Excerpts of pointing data
--- Start ---

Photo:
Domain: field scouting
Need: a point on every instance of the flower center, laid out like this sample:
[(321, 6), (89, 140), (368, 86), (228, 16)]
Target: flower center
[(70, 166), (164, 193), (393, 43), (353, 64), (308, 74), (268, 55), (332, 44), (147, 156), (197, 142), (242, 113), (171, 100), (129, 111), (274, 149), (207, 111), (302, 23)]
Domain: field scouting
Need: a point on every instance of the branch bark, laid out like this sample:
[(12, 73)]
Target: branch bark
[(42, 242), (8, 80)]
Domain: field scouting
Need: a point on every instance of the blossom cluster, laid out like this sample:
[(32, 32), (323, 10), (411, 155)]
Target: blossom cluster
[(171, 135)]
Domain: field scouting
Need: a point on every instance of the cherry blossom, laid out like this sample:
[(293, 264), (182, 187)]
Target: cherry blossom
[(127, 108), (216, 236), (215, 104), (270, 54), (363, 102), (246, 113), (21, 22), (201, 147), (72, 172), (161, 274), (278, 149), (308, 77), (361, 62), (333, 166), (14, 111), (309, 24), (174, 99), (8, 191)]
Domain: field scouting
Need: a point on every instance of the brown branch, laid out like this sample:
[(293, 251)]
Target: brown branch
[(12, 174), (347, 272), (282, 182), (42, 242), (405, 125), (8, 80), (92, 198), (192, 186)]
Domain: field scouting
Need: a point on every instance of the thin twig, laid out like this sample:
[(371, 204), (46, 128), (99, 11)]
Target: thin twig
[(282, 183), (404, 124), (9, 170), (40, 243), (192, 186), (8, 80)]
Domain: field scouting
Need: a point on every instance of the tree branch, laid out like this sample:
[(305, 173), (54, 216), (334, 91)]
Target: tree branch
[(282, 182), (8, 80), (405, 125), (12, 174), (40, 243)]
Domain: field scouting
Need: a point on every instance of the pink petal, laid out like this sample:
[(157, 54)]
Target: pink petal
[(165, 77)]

--- End ---

## [What is expected]
Find every line in the records above that contains the word "cherry" and copy each of those lines. Case counts.

## [The completed task]
Need: a point on every instance of the cherry blossom, laid out like this sample:
Target: cherry blossom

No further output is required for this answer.